→ **Set exercise**:
Copy the following lines word for word, beginning at the line that contains "Detect every sky" and stopping after the line that contains "9, 387, 29]]".

→ **Records for the task**:

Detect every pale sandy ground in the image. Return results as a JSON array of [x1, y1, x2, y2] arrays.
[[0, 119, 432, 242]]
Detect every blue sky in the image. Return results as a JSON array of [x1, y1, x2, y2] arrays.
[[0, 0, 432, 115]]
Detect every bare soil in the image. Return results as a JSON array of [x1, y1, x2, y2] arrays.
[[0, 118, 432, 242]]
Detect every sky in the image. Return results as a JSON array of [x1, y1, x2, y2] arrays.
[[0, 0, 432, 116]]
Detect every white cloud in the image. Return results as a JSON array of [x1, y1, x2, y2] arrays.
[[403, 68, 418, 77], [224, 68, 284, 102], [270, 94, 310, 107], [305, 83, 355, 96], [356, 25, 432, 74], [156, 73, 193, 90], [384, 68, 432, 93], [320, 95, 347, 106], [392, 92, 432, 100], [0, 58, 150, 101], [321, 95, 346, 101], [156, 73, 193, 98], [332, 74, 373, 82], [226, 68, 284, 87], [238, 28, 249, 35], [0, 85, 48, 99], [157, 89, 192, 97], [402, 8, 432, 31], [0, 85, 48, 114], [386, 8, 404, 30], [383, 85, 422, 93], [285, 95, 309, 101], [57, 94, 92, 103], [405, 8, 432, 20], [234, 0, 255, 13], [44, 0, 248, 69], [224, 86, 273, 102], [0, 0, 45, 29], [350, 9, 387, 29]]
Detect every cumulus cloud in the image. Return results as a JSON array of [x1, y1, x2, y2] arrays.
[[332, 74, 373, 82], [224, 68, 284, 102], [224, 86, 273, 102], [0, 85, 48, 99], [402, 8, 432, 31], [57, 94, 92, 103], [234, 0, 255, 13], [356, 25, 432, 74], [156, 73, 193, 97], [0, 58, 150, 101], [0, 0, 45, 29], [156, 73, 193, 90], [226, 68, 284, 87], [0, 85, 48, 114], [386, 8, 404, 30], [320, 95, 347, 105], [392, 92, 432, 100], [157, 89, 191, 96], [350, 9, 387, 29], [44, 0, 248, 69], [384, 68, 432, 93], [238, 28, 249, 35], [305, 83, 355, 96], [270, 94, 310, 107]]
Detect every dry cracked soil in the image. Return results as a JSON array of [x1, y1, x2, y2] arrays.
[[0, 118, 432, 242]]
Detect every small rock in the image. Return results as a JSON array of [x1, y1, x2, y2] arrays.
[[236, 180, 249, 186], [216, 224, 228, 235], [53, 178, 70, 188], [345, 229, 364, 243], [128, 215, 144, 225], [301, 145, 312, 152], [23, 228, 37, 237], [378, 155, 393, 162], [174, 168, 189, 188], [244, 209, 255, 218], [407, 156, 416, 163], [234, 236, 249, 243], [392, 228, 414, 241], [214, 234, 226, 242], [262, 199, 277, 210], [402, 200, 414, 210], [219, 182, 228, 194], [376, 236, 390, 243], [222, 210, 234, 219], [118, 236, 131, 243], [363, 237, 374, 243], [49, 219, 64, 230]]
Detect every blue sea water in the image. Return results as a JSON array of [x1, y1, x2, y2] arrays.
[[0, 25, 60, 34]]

→ **Task response**:
Detect every sky in the image. Return results as a JSON array of [x1, y1, x2, y2] arrays.
[[0, 0, 432, 116]]
Detect every white cloud in the image. Return results as a JSON array of [x1, y1, x2, y2] arrays.
[[403, 68, 418, 77], [224, 68, 284, 102], [270, 94, 310, 107], [305, 83, 355, 96], [356, 25, 432, 74], [156, 73, 193, 90], [384, 68, 432, 93], [320, 95, 347, 106], [392, 92, 432, 100], [0, 58, 150, 101], [321, 95, 346, 101], [156, 73, 193, 98], [332, 74, 373, 82], [226, 68, 284, 87], [238, 28, 249, 35], [0, 85, 48, 99], [157, 89, 192, 97], [402, 8, 432, 31], [0, 85, 48, 114], [386, 8, 404, 30], [383, 85, 422, 93], [285, 95, 309, 101], [57, 94, 92, 103], [405, 8, 432, 20], [234, 0, 255, 13], [44, 0, 248, 69], [224, 86, 273, 102], [0, 0, 45, 29], [350, 9, 387, 29]]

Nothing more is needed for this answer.